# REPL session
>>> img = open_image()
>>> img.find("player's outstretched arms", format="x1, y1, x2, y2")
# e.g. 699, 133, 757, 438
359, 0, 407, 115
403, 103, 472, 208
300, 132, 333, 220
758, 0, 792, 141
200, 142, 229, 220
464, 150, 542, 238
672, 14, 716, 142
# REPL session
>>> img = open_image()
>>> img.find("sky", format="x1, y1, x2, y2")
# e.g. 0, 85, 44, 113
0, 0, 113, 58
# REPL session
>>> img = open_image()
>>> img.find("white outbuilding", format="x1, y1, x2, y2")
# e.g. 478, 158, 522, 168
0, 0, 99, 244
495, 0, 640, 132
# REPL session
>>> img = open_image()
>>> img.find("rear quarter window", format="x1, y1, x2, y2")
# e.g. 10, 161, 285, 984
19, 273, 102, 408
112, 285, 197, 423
* * * * * * * * *
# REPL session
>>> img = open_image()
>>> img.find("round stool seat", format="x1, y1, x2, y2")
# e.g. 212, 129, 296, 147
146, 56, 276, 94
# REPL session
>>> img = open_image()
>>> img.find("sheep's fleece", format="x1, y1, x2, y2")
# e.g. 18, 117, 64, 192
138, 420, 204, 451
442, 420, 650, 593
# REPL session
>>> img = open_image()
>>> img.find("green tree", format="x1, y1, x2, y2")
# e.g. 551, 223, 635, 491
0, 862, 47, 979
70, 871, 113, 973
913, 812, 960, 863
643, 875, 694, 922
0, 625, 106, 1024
* * * * * * * * *
Written exercise:
From the items above, pull out every line that contains the word "format" and copy each one in full.

Result for this exercise:
>>> img.find("player's outstretched arms", format="x1, y1, x2, y2")
>>> img.find("sky", format="x1, y1, x2, y2")
>>> img.find("white outbuilding", format="x1, y1, x2, y2")
>>> img.find("rear quarter window", format="x1, y1, x2, y2")
>>> img.find("round stool seat", format="x1, y1, x2, y2")
>>> img.find("sheep's fleece", format="x1, y1, x2, y2")
>>> img.find("green tree", format="x1, y1, x2, y2")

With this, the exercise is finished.